_Input material:_
+--

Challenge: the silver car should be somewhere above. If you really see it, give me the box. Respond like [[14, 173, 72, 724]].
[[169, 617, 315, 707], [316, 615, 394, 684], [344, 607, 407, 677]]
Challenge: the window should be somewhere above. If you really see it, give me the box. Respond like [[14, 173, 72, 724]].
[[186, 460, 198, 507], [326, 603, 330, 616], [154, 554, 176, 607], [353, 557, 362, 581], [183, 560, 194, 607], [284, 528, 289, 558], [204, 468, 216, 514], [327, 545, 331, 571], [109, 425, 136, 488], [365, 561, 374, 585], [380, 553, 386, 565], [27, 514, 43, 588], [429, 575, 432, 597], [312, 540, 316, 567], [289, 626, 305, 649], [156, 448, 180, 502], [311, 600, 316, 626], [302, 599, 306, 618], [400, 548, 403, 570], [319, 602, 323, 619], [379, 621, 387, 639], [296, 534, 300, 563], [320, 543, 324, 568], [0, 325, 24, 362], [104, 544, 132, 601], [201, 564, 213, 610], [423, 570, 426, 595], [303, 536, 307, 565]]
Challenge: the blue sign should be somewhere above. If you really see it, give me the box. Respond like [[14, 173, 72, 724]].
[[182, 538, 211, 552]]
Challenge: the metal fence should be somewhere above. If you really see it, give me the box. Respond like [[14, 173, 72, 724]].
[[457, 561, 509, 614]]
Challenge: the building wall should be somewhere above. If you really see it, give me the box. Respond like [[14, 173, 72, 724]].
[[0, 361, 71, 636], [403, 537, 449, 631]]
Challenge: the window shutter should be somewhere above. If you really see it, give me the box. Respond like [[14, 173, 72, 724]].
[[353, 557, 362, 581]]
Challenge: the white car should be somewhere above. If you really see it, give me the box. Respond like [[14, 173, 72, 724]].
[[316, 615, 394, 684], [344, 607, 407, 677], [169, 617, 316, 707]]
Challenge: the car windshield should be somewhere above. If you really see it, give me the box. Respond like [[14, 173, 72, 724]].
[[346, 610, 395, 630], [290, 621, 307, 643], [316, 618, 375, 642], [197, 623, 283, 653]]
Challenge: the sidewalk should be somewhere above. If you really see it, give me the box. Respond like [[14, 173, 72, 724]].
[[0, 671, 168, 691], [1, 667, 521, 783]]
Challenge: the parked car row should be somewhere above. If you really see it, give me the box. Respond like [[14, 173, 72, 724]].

+--

_Task objective:_ Which lines run from the one containing "Challenge: the car" to the end of the data? Output them exactly, with nothing added.

_Answer area:_
Challenge: the car windshield should be somewhere above. If you really see it, give me the box. Respond like [[14, 173, 72, 724]].
[[346, 610, 395, 630], [290, 621, 307, 643], [316, 618, 375, 642], [197, 623, 283, 653]]
Challenge: the sidewalk should be somewhere above. If you really see it, give me the box. Respond like [[14, 173, 72, 724]].
[[0, 671, 168, 691], [1, 667, 521, 783]]
Challenge: the parked car row should be somewhere above. If you really see it, give me the box. Respond like [[14, 173, 72, 724]].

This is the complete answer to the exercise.